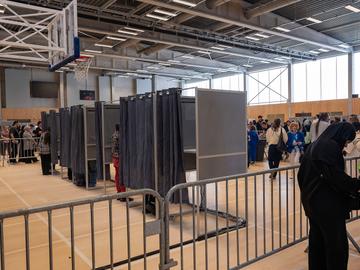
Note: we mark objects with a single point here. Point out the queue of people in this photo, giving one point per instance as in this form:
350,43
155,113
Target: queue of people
18,143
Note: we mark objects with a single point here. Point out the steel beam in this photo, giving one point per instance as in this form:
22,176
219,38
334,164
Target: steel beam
268,7
214,16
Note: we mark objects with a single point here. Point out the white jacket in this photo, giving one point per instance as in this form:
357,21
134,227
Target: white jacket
353,148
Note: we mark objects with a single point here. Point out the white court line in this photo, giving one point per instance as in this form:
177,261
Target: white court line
56,231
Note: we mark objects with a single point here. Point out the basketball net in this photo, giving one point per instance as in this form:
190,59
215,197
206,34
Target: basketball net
82,68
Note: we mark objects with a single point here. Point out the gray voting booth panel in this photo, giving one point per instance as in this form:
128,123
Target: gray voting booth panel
221,133
90,133
111,118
• • • • • • •
### Activity
Would you copy every line of the entries that includes the word "photo"?

### Exercise answer
Note: we mark objects with a single point here. Point out the queue of people in this photo, giving one point per instance as in this form:
Note: we mark objects with a single point here. Point out the steel beam in this photo, giving one point per instance as in this form:
Note: we mark objects with a single point here. Point out the white jacket in this photo, giving one point per instance as in this form:
Note: we mark objects with a single point here. Point out the white court line in this photo, giving one point per instance as in this form:
Note: we mark objects with a single point here. Point out the basketball net in this photo, giving one point per instance as in this form:
Note: we mark objects with a single point here. Point out the gray voting booth panel in this photo, giving one point per instance as in this form:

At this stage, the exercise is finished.